### [Artículos almacenados de una colección]
■ ■ ■ ■ ■
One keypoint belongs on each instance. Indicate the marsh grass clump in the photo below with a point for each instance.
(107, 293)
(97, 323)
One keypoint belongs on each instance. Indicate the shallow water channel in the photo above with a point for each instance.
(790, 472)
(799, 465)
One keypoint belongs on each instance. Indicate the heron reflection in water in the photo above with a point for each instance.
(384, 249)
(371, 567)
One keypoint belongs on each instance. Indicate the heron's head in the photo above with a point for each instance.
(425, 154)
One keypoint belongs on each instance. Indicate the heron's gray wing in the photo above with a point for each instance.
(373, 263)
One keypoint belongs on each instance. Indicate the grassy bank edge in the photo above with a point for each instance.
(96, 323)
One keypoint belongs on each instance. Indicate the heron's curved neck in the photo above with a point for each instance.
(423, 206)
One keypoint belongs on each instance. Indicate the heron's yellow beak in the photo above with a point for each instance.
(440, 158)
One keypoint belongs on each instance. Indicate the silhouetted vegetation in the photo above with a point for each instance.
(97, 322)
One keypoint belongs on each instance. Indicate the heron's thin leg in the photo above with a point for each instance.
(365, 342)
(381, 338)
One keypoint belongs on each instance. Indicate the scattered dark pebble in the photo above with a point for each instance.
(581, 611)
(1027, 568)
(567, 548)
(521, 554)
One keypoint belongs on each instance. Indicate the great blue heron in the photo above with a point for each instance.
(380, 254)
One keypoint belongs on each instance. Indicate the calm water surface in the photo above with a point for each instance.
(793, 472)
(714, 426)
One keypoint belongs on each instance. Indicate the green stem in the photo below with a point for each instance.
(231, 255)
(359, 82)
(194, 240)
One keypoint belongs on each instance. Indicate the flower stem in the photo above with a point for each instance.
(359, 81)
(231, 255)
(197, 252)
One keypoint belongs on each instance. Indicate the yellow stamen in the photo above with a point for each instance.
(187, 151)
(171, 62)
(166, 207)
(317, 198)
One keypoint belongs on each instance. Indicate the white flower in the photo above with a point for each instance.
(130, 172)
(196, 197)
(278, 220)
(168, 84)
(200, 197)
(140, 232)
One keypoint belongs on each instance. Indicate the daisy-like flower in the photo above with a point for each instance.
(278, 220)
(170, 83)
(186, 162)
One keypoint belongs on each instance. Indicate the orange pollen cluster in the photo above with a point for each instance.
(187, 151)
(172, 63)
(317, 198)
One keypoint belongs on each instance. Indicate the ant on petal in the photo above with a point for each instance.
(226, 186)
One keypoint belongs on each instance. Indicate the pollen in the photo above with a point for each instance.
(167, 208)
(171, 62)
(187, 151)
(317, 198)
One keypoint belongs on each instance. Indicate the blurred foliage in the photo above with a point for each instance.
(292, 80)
■ ■ ■ ■ ■
### [PROBLEMA A RESOLVER]
¿Puedes copiar de nuevo el material, empezando en la línea que contiene "One keypoint belongs on each instance. Indicate the blurred" y terminando al final del material, pero sustituyendo "foliage" por "leaves" y dejando todo lo demás igual?

### [SALIDA]
One keypoint belongs on each instance. Indicate the blurred leaves in the photo above with a point for each instance.
(292, 80)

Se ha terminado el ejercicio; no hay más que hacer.